__What to do__. Find the line below that contains "tree in the photo above.". Transcribe it and every line after it exactly, adding nothing.

__Stored entries__.
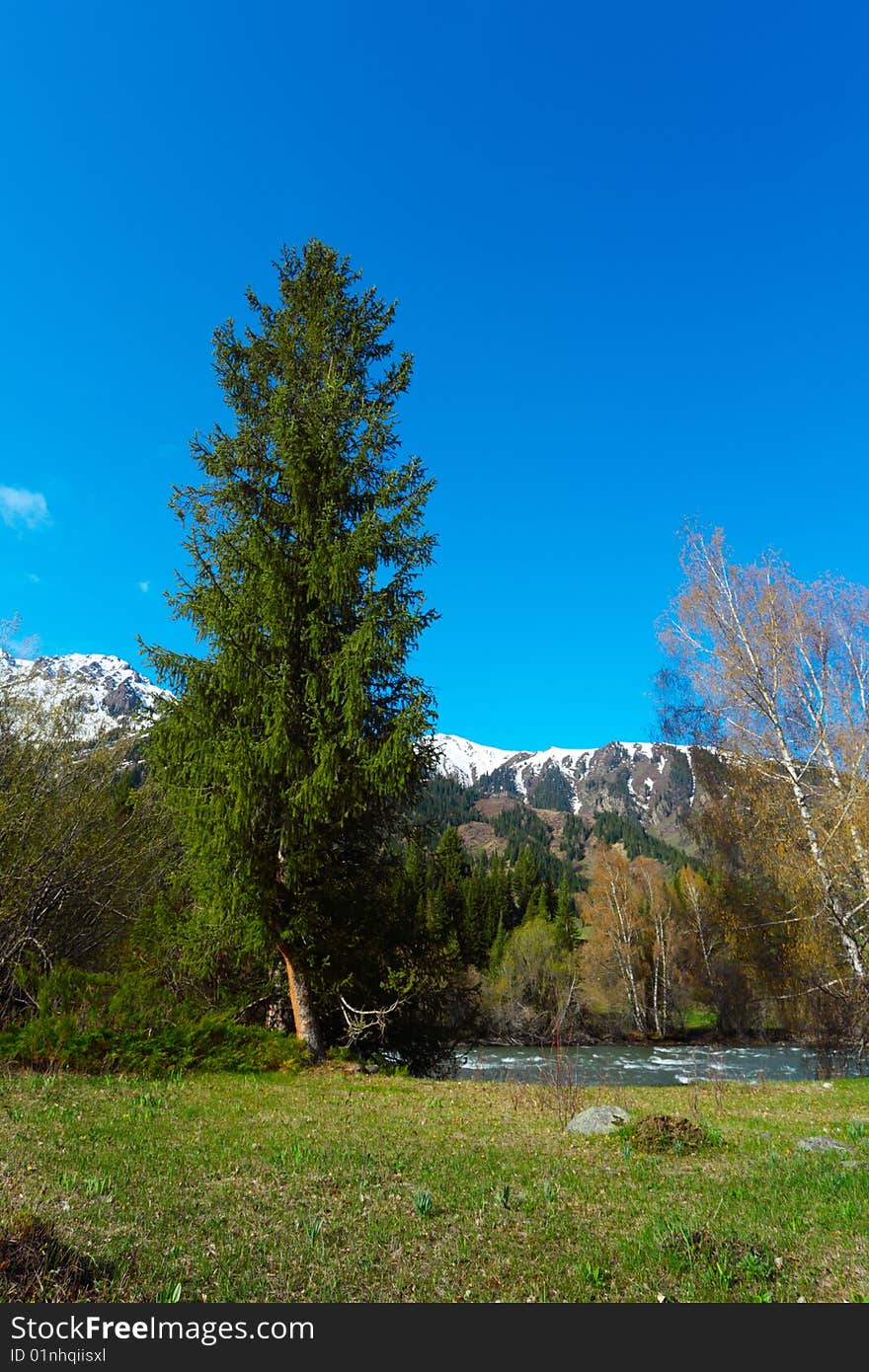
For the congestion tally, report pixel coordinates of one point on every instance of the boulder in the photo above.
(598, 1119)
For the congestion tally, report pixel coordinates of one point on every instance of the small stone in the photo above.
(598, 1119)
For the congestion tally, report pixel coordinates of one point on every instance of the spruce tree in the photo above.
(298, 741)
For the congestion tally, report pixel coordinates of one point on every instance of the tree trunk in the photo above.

__Response to this task__.
For the congestion tally, report pixel coordinates of one point on every instance of the spruce tree in the photo above.
(298, 741)
For the congestion tally, report pixel coordinates of one point on every instance of the tree trunk in the photo above.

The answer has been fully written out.